**TASK**
Rescale the data from the line containing "Reviewer note. Check that every instance of the person" through the line containing "<point>380,676</point>", reproducing only those lines, with the request included and left unchanged. Multiply every coordinate in the answers by 1.45 and round each result to a whole number, rounding halves up.

## Start INFORMATION SHOWN

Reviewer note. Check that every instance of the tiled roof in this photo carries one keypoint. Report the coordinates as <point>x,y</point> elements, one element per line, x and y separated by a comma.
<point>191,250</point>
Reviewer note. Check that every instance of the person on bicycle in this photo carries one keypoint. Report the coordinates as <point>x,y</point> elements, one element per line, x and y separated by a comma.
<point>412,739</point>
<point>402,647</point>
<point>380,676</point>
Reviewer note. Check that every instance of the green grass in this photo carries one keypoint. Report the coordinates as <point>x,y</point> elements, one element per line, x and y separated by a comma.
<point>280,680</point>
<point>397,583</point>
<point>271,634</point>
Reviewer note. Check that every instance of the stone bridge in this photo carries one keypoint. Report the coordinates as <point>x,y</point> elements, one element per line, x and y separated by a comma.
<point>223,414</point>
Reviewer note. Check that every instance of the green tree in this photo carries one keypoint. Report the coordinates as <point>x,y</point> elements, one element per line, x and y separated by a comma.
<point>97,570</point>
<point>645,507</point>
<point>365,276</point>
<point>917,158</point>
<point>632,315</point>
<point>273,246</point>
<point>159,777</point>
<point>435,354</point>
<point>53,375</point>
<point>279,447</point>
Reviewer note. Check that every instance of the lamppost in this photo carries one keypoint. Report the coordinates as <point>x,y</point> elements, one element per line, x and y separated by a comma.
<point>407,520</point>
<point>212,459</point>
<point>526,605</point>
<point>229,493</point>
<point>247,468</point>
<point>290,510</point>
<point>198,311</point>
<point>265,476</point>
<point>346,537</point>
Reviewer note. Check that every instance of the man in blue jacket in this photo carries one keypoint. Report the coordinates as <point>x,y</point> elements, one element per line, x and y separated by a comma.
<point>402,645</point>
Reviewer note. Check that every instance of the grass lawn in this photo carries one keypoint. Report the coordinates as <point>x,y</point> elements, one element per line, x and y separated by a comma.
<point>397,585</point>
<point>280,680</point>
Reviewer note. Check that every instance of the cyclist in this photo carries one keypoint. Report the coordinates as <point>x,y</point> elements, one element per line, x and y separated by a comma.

## End INFORMATION SHOWN

**REPLY**
Reviewer note. Check that every instance of the person on bicycle in this photo carries one keypoint. Report the coordinates as <point>x,y</point> elements, one element per line, x and y separated by a comma.
<point>597,1072</point>
<point>583,938</point>
<point>551,980</point>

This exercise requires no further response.